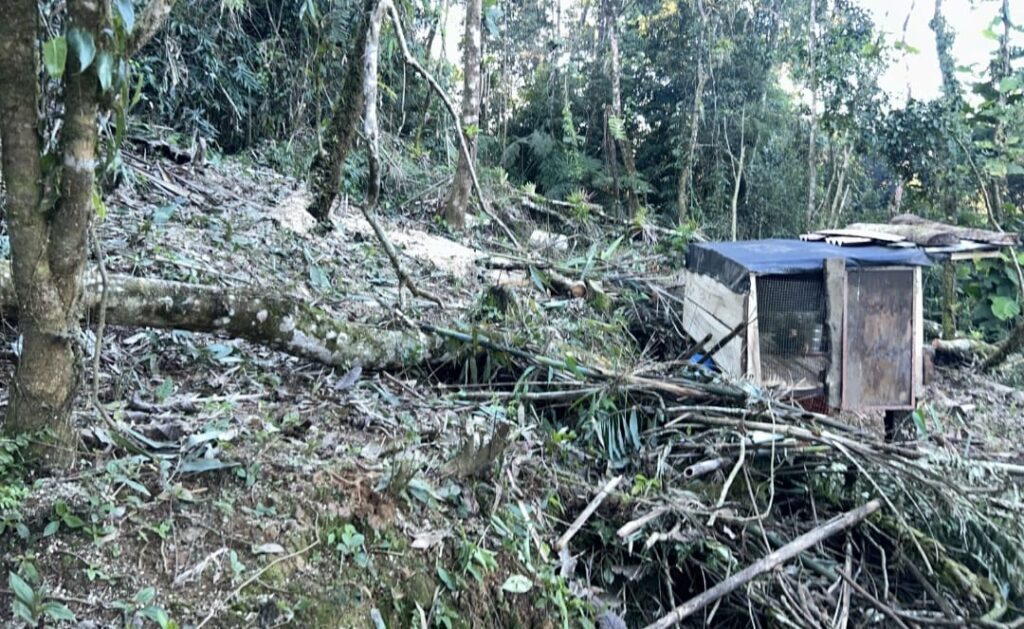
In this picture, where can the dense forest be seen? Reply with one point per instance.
(371, 312)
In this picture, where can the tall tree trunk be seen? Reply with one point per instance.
(441, 16)
(47, 247)
(696, 110)
(812, 164)
(737, 169)
(328, 167)
(371, 57)
(455, 208)
(999, 183)
(625, 145)
(48, 244)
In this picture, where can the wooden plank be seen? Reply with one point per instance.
(753, 367)
(923, 236)
(835, 317)
(847, 241)
(878, 360)
(725, 305)
(919, 336)
(975, 255)
(873, 235)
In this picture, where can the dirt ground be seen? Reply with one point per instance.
(280, 493)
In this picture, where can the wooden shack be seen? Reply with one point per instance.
(841, 326)
(836, 319)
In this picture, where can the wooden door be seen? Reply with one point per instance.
(879, 337)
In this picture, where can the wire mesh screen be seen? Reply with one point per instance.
(792, 329)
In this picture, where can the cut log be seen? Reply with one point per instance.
(923, 236)
(960, 350)
(968, 234)
(279, 321)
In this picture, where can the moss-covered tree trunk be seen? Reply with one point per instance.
(621, 135)
(267, 318)
(455, 207)
(329, 164)
(690, 145)
(47, 245)
(48, 239)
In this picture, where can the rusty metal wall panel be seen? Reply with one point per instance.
(879, 353)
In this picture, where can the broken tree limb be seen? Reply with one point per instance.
(1013, 343)
(460, 132)
(766, 563)
(370, 61)
(969, 234)
(587, 512)
(274, 320)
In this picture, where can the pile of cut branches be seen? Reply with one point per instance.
(686, 496)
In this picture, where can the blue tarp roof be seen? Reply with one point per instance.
(731, 262)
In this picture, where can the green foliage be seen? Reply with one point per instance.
(31, 605)
(55, 56)
(12, 488)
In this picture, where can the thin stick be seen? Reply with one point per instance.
(768, 562)
(460, 132)
(583, 517)
(217, 606)
(372, 134)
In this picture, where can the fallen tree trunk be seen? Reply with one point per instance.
(961, 350)
(278, 321)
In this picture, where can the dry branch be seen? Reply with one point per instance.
(768, 562)
(587, 512)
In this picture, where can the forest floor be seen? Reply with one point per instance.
(289, 494)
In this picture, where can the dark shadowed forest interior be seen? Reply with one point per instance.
(511, 313)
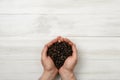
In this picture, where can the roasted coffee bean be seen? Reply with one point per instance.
(59, 52)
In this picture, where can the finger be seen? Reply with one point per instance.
(44, 52)
(67, 40)
(74, 55)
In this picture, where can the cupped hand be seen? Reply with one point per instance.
(50, 71)
(67, 69)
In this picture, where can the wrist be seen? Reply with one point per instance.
(67, 75)
(48, 75)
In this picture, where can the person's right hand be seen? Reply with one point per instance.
(66, 71)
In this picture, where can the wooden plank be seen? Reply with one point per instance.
(67, 25)
(98, 57)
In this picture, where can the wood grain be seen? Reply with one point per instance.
(96, 57)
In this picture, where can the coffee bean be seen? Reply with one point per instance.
(59, 52)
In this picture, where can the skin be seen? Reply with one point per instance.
(66, 71)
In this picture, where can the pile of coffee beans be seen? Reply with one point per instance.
(59, 52)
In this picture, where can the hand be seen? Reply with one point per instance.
(50, 71)
(66, 71)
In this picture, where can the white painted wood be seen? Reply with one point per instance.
(98, 58)
(67, 25)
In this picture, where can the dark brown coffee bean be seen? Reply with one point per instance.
(59, 52)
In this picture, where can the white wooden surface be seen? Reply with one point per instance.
(26, 25)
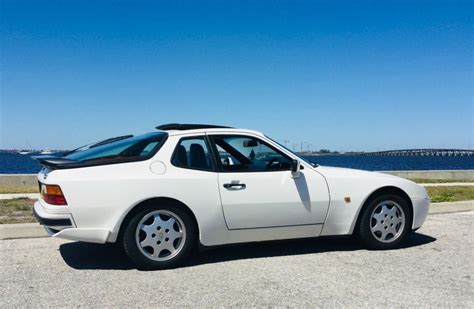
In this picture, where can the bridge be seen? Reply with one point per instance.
(423, 152)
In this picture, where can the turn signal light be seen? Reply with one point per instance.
(53, 195)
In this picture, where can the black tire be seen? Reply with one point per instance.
(138, 255)
(372, 241)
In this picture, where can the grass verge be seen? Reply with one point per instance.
(19, 210)
(450, 194)
(424, 180)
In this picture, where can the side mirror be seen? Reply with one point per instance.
(250, 143)
(295, 168)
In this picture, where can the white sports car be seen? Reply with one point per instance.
(162, 193)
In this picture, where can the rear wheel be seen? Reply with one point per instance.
(160, 237)
(386, 222)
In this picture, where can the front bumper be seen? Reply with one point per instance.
(59, 223)
(420, 211)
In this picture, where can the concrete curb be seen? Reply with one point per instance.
(34, 230)
(11, 196)
(448, 184)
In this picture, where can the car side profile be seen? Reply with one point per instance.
(161, 194)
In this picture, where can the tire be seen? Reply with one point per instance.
(385, 222)
(160, 237)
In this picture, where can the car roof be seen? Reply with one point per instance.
(178, 129)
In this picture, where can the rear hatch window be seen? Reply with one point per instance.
(120, 149)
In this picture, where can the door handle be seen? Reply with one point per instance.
(235, 185)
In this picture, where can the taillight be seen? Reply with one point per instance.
(53, 195)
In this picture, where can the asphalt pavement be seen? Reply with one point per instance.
(434, 269)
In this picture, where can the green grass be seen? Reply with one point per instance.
(17, 210)
(4, 189)
(450, 194)
(423, 180)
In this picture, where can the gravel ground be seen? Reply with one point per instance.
(435, 269)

┄┄┄┄┄┄

Copy all the records above with every "In this picture" changed to "In this image" and everything else left as it is. Omit the pictures.

In this image, where can the dense forest be seen? Reply with one point per instance.
(371, 312)
In this image, where can the tall tree trunk be seen? Reply with one point per instance.
(441, 16)
(47, 247)
(696, 110)
(812, 164)
(737, 169)
(328, 167)
(371, 57)
(455, 208)
(999, 183)
(625, 145)
(48, 244)
In this image, where can the wooden plank be seen? Reply with one point per instance.
(753, 367)
(923, 236)
(835, 317)
(847, 241)
(878, 360)
(725, 305)
(919, 336)
(975, 255)
(873, 235)
In this image, where can the dirt ground be seen? Reply with one point per instance.
(280, 493)
In this image, where can the wooden shack be seen? Reply with one point per instance.
(841, 326)
(836, 319)
In this image, where can the wooden door be seen? Reply with one point per instance.
(879, 337)
In this image, where can the wire mesh screen be seen? Reply with one point per instance.
(792, 329)
In this image, where can the cut log be seen? Reply with one point per instance.
(923, 236)
(960, 350)
(968, 234)
(279, 321)
In this image, where can the moss-covered tree trunk be seen? Reply with one point per instance.
(621, 135)
(267, 318)
(455, 207)
(329, 164)
(690, 145)
(47, 245)
(48, 239)
In this image, where can the rusty metal wall panel be seen? Reply with one point per instance.
(879, 353)
In this image, where can the broken tree limb be seen? Reply with one point per instance.
(1013, 343)
(460, 132)
(766, 563)
(370, 61)
(969, 234)
(587, 512)
(274, 320)
In this image, where can the pile of cut branches be seen? Reply with one point per instance.
(686, 496)
In this image, where can the blue tarp roof be seen? Reply with one point per instance.
(731, 262)
In this image, where can the green foliage be seen? Reply with one point per instance.
(31, 605)
(55, 56)
(12, 488)
In this image, where can the thin stick be seen? Reply with one point per instance.
(768, 562)
(460, 132)
(583, 517)
(217, 606)
(372, 134)
In this image, where can the fallen tree trunk be seen? Reply with one point per instance.
(961, 350)
(278, 321)
In this image, where can the dry branch be seen? Reply with one point per instance.
(768, 562)
(587, 512)
In this image, where can the forest floor be seen? Reply with one point per instance.
(289, 494)
In this image, where can the dark shadowed forest interior be seen? Reply with one point per instance.
(511, 313)
In this image, where can the roasted coffee bean be seen? Reply with one point per instance.
(59, 52)
In this image, where can the finger be seen? Reply with one point per instance.
(44, 52)
(67, 40)
(74, 55)
In this image, where can the cupped hand be seen? Reply with one point per instance.
(50, 71)
(67, 69)
In this image, where can the wrist be seen? Reply with one point per instance.
(67, 75)
(48, 75)
In this image, where can the person's right hand be seen? Reply with one point per instance.
(66, 71)
In this image, where can the wooden plank be seen? Reply with one point per instance.
(67, 25)
(98, 57)
In this image, where can the wood grain be seen? Reply with one point per instance.
(96, 57)
In this image, where can the coffee bean be seen? Reply with one point per instance.
(59, 52)
In this image, where can the skin be seen? Reply with one point per instance.
(66, 71)
In this image, where can the pile of coffee beans be seen? Reply with one point per instance.
(59, 52)
In this image, where can the hand be seen? Reply with one point per instance.
(50, 71)
(66, 71)
In this image, where can the white painted wood be seen? Reply with one point per instance.
(98, 58)
(67, 25)
In this image, where can the dark brown coffee bean be seen? Reply with one point per instance.
(59, 52)
In this image, where can the white wooden surface be seen? Reply with one point per instance.
(26, 25)
In this image, where can the bridge be seen? Reply with one point per instance.
(423, 152)
In this image, where can the turn signal light be seen? Reply with one point per instance.
(53, 195)
In this image, where can the black tire be seen? Reply with one point per instance.
(138, 255)
(372, 241)
In this image, where can the grass verge be seen? Reply with one point per instance.
(19, 210)
(450, 194)
(424, 180)
In this image, where can the side mirror be seen? Reply with one point per instance.
(250, 143)
(295, 168)
In this image, where can the white sports car be seen? Reply with one point per instance.
(162, 193)
In this image, where can the rear wheel be seen? Reply with one point per instance.
(160, 237)
(386, 222)
In this image, where can the front bumper be seen? Reply with one point per instance.
(59, 223)
(420, 211)
In this image, where can the concrete curb be seen? Reply with one point per instance.
(34, 230)
(11, 196)
(448, 184)
In this image, where can the car side profile be seen? Reply with one point per instance.
(161, 194)
In this image, where can the tire be seen? Reply with one point per instance.
(385, 222)
(160, 237)
In this image, where can the car roof be seen? Reply with one point per instance.
(178, 129)
In this image, where can the rear hatch window be seen? Reply with one point per instance.
(120, 149)
In this image, where can the door handle be seen? Reply with one point per instance.
(235, 185)
In this image, where can the taillight be seen? Reply with one point per instance.
(53, 195)
In this image, where can the asphalt pavement be seen? Reply with one point per instance.
(434, 269)
In this image, where can the green grass be seen? Reply with one point per instance.
(17, 210)
(4, 189)
(450, 194)
(423, 180)
In this image, where can the gravel ground be seen? Reply with one point per instance.
(435, 269)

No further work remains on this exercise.